## [What is expected]
List every line of the records below that contains the word "roller", matching its case exactly.

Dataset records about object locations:

____

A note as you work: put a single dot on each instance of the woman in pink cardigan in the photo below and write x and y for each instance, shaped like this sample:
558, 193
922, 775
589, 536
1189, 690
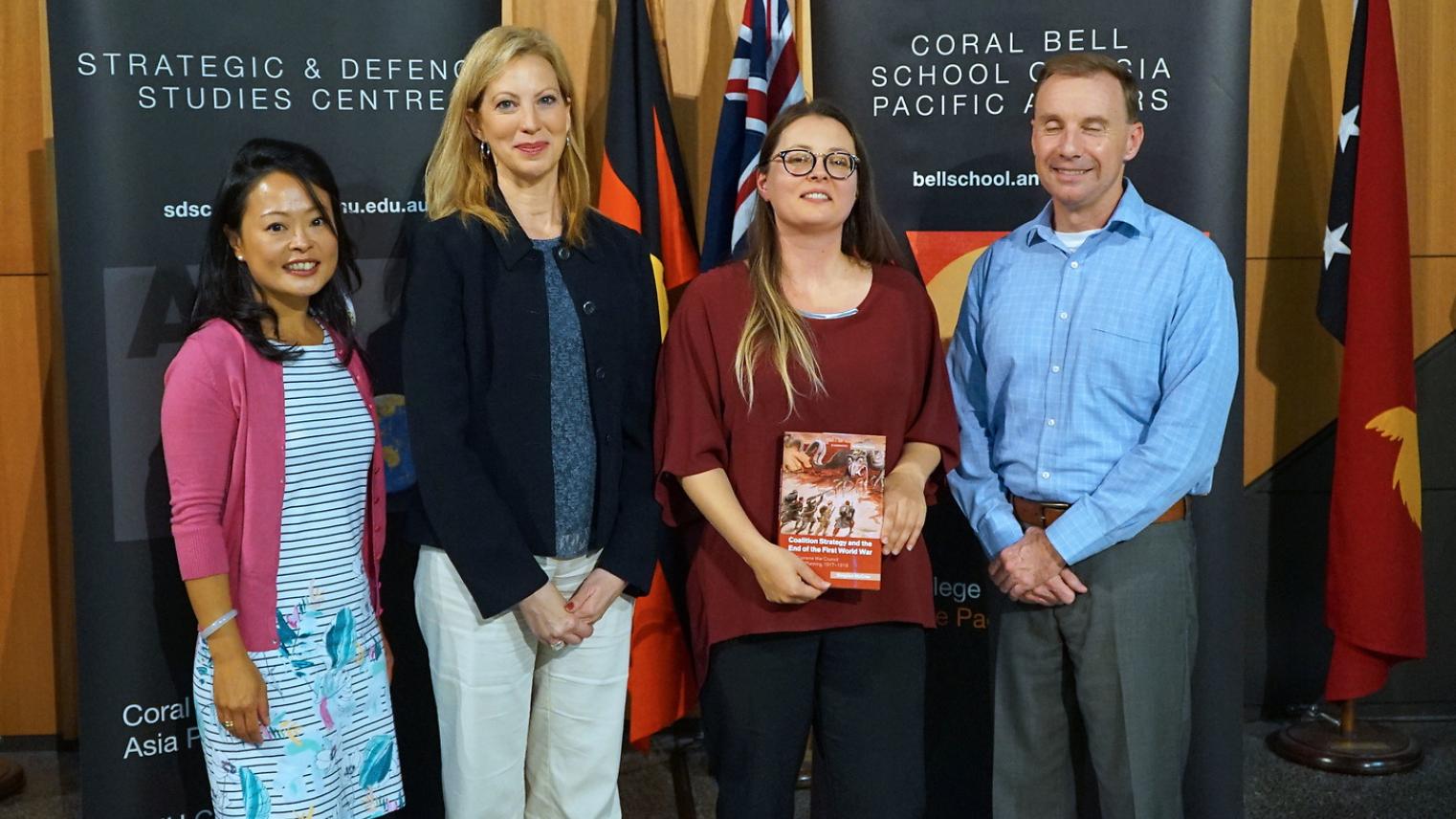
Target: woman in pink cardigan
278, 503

____

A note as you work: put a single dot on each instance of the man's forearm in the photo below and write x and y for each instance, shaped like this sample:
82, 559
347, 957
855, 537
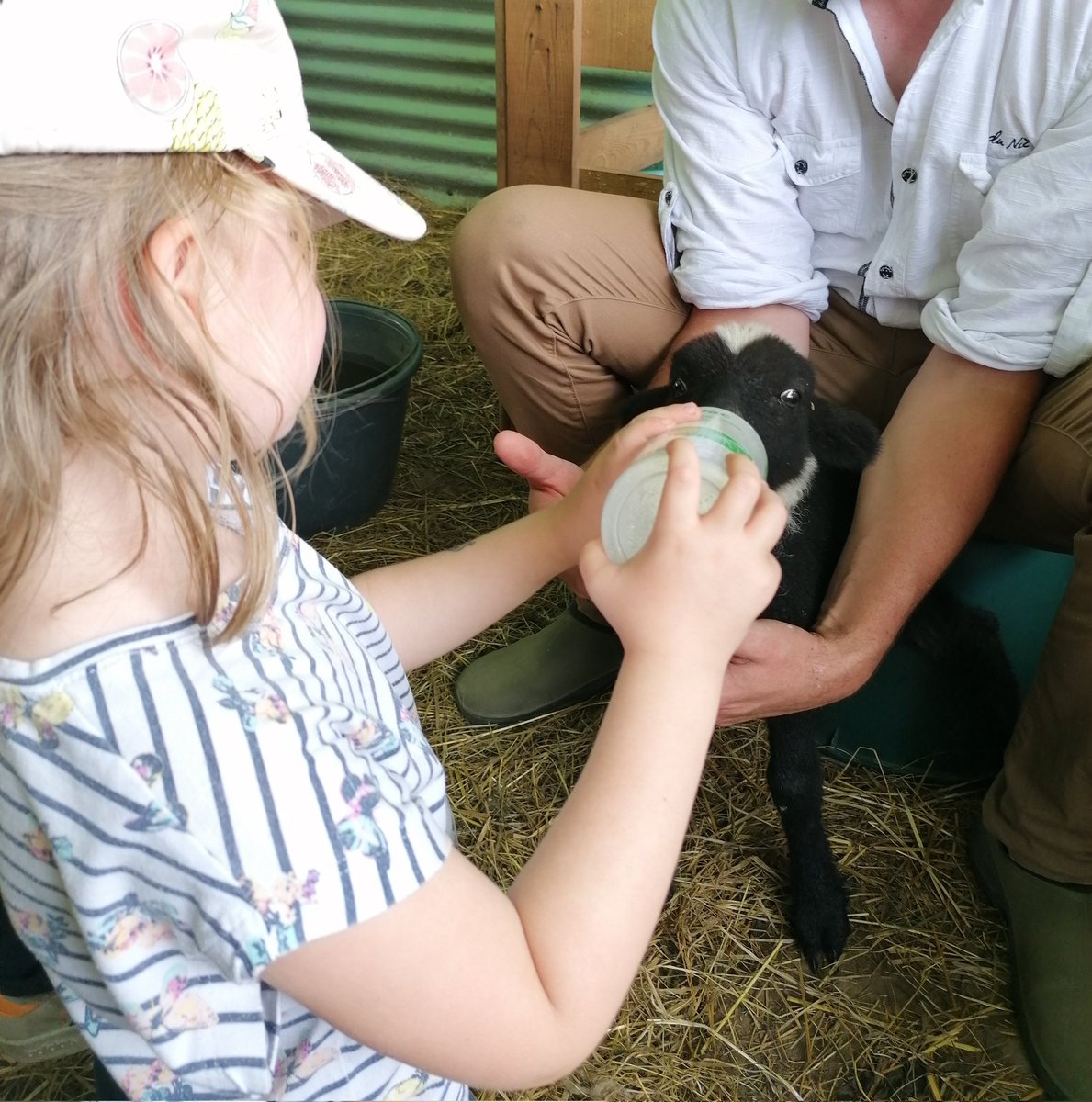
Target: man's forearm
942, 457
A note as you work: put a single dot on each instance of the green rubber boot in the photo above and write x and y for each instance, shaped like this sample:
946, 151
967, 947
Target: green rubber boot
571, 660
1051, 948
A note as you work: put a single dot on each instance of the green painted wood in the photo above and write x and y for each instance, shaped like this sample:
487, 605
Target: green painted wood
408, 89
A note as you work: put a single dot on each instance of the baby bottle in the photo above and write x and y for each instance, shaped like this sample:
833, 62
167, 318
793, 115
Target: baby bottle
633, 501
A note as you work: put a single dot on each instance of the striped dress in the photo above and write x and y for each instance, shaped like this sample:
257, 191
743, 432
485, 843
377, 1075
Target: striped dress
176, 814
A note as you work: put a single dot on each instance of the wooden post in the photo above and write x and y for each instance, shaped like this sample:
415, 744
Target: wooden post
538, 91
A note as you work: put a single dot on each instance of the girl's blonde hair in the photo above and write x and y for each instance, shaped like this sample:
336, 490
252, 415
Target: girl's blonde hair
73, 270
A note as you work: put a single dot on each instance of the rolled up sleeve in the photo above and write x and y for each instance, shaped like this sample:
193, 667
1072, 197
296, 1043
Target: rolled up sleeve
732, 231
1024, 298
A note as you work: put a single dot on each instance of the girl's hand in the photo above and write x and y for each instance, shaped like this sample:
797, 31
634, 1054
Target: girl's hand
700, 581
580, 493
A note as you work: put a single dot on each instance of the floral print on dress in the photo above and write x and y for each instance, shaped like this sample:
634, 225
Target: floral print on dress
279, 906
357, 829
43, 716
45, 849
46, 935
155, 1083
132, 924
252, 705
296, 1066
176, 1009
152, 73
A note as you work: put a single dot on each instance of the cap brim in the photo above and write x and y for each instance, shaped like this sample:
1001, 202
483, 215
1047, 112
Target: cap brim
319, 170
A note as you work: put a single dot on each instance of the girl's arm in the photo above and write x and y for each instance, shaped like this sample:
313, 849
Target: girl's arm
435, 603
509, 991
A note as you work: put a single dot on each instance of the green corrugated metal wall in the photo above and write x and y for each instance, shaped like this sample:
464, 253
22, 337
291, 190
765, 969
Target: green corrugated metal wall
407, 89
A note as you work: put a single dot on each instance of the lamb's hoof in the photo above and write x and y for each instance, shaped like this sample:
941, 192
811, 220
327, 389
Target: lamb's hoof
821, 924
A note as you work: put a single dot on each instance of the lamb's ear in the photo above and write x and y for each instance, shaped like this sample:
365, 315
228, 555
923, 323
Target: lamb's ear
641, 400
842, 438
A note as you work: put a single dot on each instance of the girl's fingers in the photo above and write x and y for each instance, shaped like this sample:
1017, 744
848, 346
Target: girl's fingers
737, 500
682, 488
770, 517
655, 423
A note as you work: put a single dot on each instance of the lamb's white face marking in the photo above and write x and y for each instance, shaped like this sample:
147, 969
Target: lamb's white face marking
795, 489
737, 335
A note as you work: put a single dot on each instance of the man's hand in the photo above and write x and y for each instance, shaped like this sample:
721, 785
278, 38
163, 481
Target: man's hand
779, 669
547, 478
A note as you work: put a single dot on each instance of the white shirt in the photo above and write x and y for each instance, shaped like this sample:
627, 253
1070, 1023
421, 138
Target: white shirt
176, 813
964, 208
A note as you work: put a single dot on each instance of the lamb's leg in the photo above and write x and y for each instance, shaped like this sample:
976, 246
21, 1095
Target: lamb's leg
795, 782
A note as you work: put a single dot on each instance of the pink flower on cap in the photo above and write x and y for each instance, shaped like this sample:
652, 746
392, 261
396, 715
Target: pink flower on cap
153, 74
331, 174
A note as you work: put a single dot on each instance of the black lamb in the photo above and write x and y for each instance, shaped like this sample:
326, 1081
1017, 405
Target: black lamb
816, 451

____

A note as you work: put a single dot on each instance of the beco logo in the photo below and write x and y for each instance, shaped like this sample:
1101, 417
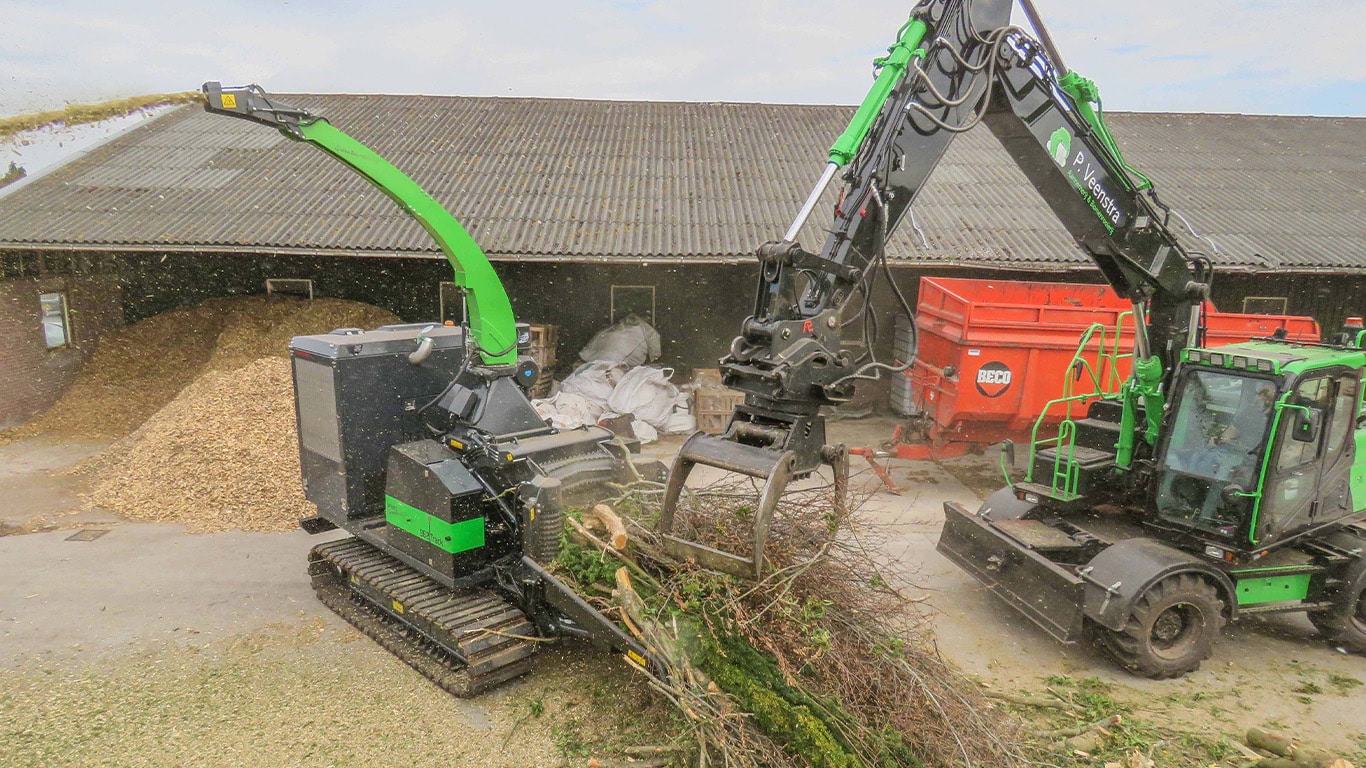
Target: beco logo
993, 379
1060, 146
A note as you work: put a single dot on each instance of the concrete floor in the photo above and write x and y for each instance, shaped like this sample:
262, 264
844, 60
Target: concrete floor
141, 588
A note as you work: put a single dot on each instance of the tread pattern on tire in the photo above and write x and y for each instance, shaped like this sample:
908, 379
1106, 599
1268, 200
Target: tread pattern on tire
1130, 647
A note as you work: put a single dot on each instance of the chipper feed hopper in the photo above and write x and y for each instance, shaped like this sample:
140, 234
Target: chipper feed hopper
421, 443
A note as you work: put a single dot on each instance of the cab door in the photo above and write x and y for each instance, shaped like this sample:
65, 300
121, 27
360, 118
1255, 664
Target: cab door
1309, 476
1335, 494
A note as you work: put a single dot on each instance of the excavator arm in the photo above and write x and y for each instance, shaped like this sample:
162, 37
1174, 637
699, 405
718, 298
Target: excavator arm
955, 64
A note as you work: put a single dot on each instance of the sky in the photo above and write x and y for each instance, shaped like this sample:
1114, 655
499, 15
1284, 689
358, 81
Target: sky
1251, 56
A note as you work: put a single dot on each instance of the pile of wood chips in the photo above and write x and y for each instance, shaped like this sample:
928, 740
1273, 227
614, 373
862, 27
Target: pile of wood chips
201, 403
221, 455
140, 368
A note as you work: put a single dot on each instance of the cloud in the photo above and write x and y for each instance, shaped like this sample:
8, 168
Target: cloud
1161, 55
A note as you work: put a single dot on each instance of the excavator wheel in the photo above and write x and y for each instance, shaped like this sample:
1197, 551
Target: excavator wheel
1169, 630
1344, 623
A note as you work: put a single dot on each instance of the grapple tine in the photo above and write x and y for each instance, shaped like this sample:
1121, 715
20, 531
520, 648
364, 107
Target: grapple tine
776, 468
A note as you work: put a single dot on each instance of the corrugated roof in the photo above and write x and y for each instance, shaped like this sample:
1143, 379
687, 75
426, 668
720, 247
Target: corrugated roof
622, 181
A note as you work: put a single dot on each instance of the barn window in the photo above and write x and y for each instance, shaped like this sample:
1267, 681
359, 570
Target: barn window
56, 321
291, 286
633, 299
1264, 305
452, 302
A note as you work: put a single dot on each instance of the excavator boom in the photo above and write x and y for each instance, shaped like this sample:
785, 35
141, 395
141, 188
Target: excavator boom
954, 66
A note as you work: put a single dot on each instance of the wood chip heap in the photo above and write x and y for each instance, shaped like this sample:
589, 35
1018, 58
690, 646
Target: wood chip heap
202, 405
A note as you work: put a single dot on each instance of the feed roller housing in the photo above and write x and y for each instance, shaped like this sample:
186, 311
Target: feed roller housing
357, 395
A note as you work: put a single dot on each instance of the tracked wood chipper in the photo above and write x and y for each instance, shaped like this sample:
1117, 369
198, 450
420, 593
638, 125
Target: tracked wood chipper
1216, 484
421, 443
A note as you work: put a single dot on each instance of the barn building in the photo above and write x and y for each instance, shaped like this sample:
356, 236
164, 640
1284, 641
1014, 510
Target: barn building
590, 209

____

## [Task solution]
A note as you work: put a single dot on each instance of the feed roller housing in the photo above and write x and y for each instance, shaped like this sample:
Target: feed roller housing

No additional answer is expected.